## Set task
Count how many lines in the entries below contain the word "microphone", with case taken into account. Give only the number.

====== Input material

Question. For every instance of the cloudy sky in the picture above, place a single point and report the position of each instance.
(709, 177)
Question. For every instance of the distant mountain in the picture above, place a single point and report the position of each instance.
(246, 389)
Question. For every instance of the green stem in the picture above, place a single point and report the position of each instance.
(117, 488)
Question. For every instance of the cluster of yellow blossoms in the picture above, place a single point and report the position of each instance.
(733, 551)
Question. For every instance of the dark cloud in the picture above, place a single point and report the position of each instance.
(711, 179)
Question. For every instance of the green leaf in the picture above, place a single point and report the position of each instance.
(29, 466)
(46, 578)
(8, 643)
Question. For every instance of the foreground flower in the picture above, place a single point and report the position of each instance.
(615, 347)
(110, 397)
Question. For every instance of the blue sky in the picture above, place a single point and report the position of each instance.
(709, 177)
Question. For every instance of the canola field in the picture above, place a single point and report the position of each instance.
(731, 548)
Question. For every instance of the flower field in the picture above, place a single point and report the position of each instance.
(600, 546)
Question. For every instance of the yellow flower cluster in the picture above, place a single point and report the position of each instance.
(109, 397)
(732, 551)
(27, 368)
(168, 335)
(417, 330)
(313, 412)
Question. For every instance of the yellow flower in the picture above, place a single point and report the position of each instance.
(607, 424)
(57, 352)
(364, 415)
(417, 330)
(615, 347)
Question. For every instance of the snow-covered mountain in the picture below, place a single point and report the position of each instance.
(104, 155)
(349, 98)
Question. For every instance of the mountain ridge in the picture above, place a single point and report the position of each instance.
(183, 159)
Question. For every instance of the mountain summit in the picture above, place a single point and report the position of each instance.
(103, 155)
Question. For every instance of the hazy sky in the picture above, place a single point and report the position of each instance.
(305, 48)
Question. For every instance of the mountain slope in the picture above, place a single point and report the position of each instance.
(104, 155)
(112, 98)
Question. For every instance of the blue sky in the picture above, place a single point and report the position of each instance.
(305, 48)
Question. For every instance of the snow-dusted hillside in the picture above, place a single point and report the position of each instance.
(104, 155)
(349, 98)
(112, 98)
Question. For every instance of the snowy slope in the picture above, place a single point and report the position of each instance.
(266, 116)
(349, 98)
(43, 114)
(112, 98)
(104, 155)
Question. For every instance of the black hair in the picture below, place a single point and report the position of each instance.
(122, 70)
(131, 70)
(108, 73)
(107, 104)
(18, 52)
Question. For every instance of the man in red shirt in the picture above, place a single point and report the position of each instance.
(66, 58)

============
====== Input material

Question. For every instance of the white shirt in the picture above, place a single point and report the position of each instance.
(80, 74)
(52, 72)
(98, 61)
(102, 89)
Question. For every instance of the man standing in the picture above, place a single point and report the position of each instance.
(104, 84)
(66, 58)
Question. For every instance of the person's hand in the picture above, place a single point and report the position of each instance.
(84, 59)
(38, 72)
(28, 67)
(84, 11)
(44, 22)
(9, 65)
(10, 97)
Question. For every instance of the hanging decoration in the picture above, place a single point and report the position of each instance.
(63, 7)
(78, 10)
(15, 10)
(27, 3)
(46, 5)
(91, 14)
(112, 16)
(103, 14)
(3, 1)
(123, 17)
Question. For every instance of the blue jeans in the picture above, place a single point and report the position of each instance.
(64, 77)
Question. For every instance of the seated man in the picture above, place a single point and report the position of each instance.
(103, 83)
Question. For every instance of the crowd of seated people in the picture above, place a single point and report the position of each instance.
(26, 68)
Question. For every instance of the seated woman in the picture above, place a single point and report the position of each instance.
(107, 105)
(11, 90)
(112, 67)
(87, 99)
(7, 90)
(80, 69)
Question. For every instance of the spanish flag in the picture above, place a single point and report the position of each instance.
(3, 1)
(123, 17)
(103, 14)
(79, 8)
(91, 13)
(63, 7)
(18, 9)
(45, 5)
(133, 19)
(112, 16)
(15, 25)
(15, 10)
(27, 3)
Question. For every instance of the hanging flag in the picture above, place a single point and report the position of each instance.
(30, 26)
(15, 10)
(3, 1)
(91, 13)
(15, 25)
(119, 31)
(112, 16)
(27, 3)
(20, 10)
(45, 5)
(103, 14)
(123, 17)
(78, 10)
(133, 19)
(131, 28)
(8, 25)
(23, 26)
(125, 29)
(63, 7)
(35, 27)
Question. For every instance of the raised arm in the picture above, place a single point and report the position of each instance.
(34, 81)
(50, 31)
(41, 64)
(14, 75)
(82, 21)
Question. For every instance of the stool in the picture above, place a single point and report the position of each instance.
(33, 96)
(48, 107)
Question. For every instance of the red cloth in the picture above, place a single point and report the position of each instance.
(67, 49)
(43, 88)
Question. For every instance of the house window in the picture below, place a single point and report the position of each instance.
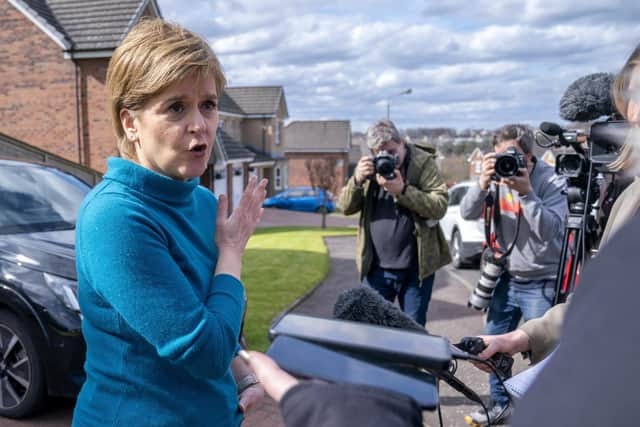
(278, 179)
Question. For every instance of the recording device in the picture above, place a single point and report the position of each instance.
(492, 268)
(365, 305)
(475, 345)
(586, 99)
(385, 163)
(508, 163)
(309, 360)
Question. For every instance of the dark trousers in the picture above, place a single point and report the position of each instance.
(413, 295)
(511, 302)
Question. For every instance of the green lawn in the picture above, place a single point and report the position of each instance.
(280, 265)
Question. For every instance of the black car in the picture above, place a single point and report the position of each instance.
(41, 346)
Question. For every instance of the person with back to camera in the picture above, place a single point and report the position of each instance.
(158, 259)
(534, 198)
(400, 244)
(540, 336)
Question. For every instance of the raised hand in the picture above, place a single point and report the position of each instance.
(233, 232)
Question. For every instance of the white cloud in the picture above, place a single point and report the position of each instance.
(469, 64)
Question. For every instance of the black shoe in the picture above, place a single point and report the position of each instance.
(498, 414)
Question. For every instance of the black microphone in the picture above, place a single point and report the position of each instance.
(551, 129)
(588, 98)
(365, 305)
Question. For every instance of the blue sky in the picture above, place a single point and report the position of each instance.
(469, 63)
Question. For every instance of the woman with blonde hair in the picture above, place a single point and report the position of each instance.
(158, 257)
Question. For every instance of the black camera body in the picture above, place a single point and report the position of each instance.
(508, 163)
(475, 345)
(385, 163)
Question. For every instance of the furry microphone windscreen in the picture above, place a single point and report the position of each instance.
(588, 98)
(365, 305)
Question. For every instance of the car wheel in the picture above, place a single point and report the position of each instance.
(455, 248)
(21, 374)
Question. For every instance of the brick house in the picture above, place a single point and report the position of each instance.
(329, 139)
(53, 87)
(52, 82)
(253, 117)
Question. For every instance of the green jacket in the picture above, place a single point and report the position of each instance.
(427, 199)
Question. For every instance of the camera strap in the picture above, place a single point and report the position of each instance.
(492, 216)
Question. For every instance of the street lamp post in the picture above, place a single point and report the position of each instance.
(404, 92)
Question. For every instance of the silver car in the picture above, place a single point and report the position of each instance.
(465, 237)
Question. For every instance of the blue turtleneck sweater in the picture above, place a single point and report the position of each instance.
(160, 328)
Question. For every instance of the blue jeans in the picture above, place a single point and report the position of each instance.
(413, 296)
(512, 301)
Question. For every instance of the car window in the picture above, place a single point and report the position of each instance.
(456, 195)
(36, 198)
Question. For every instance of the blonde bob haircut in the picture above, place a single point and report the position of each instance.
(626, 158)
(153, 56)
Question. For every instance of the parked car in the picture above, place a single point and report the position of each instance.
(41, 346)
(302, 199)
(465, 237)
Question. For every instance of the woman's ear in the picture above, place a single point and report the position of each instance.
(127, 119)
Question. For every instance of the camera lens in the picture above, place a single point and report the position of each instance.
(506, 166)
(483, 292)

============
====== Input material

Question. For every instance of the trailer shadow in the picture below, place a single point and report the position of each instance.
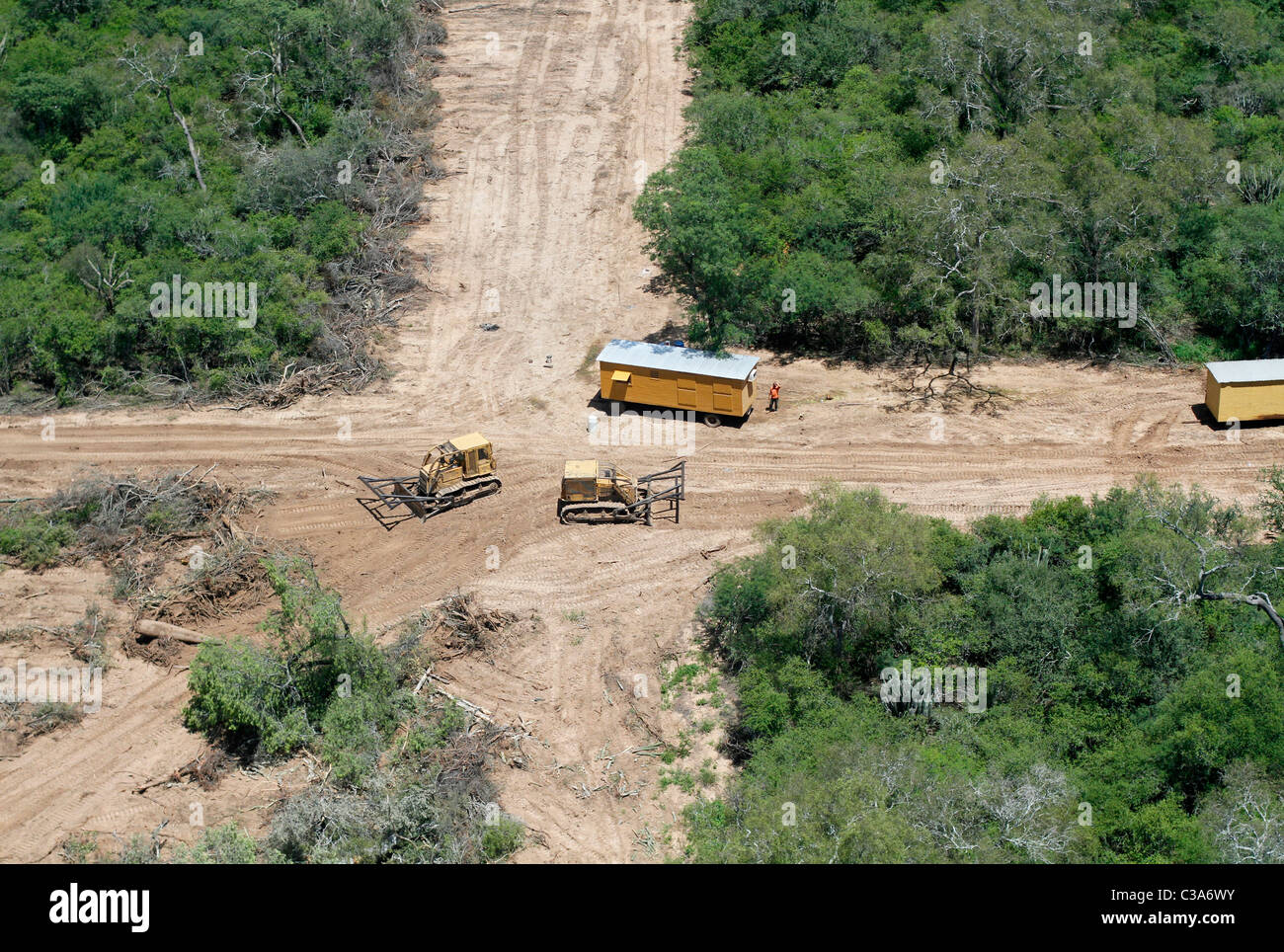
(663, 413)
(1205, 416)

============

## Output
2